Is FinTech the Future of Supply Chain? – Part 1
Quarantines and lockdowns throughout the world have put a hold on both the global and national economies, causing companies to brace for the recession that experts say may follow.
In fact, some predict the COVID-19 crisis will institute a recession on par with the likes of 2009 or worse. But, how FinTech platforms will fair in this is unknown.
“Given the current COVID-19 crisis, we’re on the cusp of a major financial recession, which means we can expect two larger financial trends in the near future,” says Edrizio De La Cruz, co-founder and CEO of Arcus Financial Intelligence Inc., New York. “During recessions, there is usually a major move toward consolidating high-interest debts. This could be a major issue for any buyers who have outstanding balances with suppliers. However, there have been advancements in FinTech that enable easier debt consolidation, which can help here.”
Specific to supply chains, FinTech is used as a way for manufacturing and logistics companies and their partners to better manage financial operations, allowing buyers to complete payments faster and suppliers to receive funds faster.
Most FinTech platforms are accessed through a cloud management system, where businesses simply download an application or access an online site to manage their payment accounts. Previously, it could be as long as three months for a supplier to receive payment on an order, whereas FinTech streamlines this timeline immediately. Now, suppliers have more control on payment deadlines, allowing them to enact a longer period of time for a deadline or finance heavy equipment themselves.

◇ ◇ ◇

_Exercise requirements:_
1. In the FinTech article, how long could it once take a supplier to receive payment on an order?
2. Please carry the FinTech article forward from its final sentence.

[Saved entries]
◇ ◇ ◇

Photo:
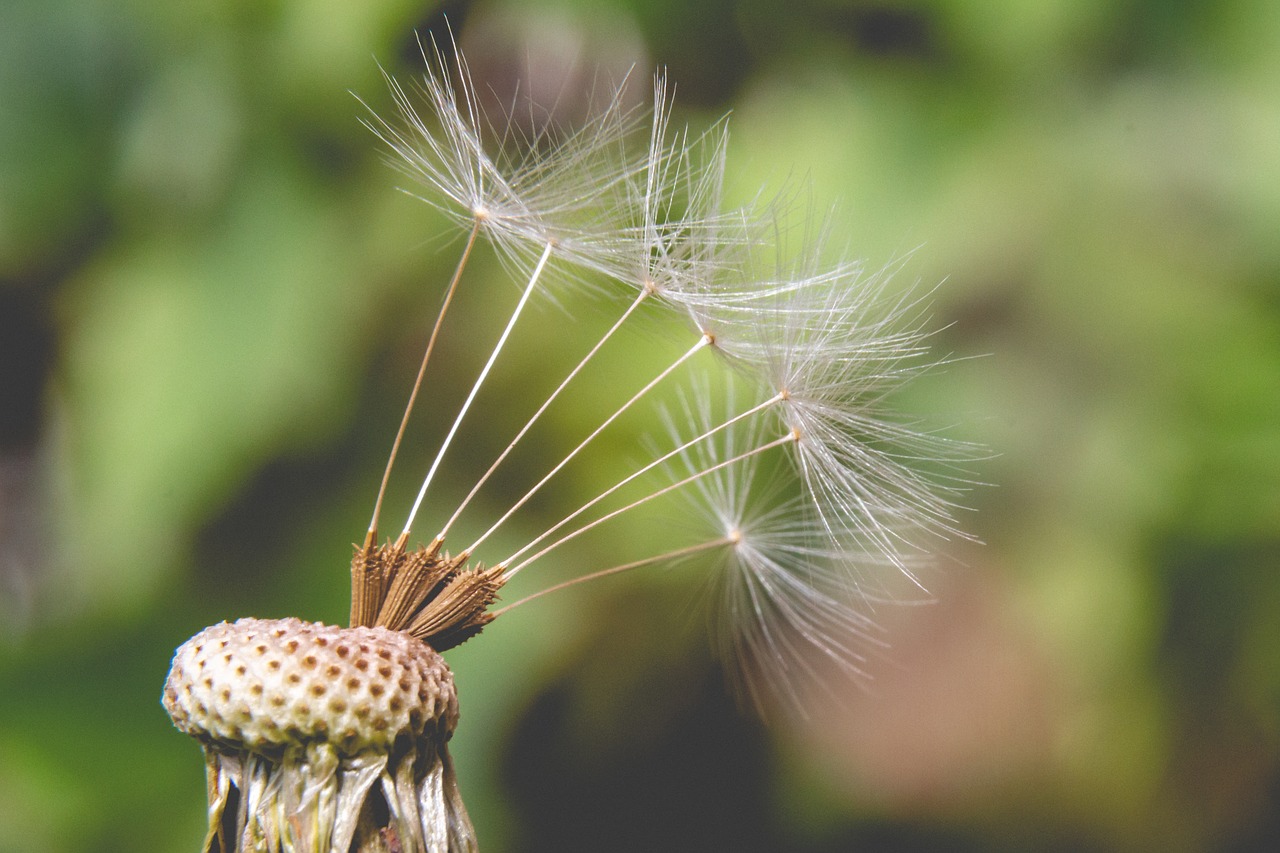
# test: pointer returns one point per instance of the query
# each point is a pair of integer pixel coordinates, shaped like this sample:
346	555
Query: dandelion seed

◇ ◇ ◇

_Results for each task:_
1. As long as three months.

2.
FinTech firms also work across banks to determine the most beneficial payment option for each company. This, coupled with their much lower rates, have disrupted the way supply chains operate financially.
Those who will benefit most from tapping into FinTech solutions are startups, whose credit profiles are less sturdy and not as successful when working with banks. Suppliers and manufacturers whose processes have longer lead times can also benefit.
“A startup in any industry will be most adaptable to FinTech because their riskier credit profile is a good fit for FinTechs, which can use alternate means to determine credit worthiness, instead of the more traditional approaches that a big bank requires,” says Shawn DeVries, managing director of B2B at Kin + Carta. “Industries with long lead times will benefit from the financing options that FinTechs can provide.”